──────── Task data ────────

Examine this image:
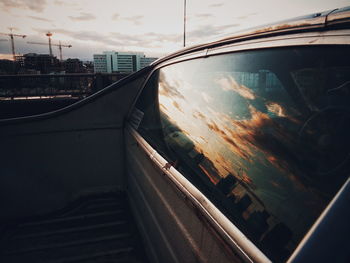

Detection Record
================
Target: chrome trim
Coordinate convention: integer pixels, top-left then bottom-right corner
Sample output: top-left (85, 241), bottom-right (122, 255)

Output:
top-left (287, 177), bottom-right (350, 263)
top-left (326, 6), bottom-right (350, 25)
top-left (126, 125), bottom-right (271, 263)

────────
──────── Task data ────────

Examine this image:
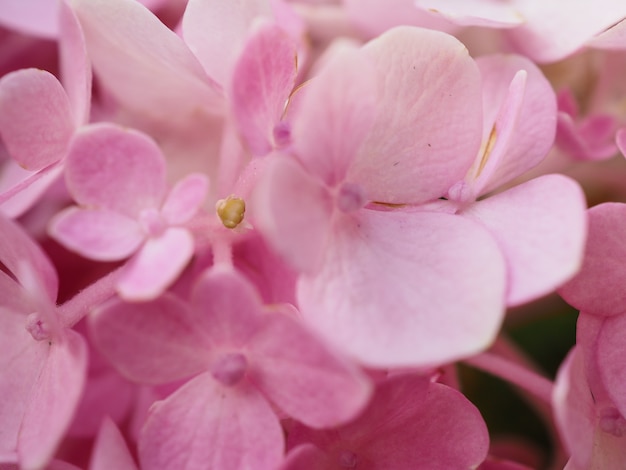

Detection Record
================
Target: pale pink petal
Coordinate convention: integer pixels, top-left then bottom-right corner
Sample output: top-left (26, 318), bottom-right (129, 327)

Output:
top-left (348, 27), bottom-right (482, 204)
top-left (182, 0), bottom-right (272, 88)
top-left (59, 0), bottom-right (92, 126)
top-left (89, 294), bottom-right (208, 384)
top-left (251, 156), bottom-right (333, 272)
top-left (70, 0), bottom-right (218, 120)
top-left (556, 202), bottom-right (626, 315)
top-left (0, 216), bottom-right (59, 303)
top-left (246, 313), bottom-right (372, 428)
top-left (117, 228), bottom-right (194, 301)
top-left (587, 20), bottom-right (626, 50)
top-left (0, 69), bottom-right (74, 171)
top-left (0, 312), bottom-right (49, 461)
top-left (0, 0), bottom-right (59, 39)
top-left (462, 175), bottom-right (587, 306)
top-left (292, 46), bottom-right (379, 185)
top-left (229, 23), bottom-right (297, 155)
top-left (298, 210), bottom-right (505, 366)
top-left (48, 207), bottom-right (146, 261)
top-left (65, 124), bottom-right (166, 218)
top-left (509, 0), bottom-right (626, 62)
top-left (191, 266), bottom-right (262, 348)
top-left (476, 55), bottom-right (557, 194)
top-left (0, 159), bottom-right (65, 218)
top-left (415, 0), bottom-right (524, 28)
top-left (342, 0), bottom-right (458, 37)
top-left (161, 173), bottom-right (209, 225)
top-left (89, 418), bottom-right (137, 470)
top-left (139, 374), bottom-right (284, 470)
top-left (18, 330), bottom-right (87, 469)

────────
──────── Task data ────────

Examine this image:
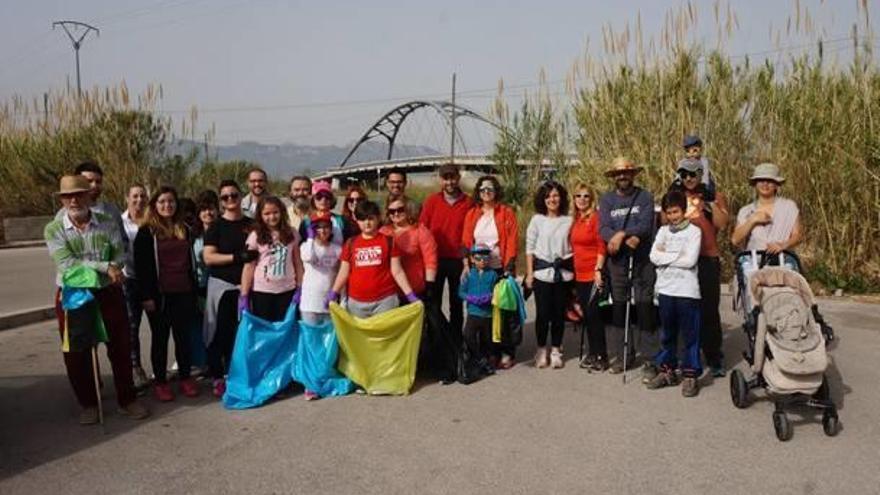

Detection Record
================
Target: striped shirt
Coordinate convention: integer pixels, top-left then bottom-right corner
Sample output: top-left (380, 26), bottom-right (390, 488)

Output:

────────

§ Brief
Filter the rows and copy every line that contains the string "Target".

§ Exercise result
Target: chrome trim
Target: pale pink petal
Target: striped shirt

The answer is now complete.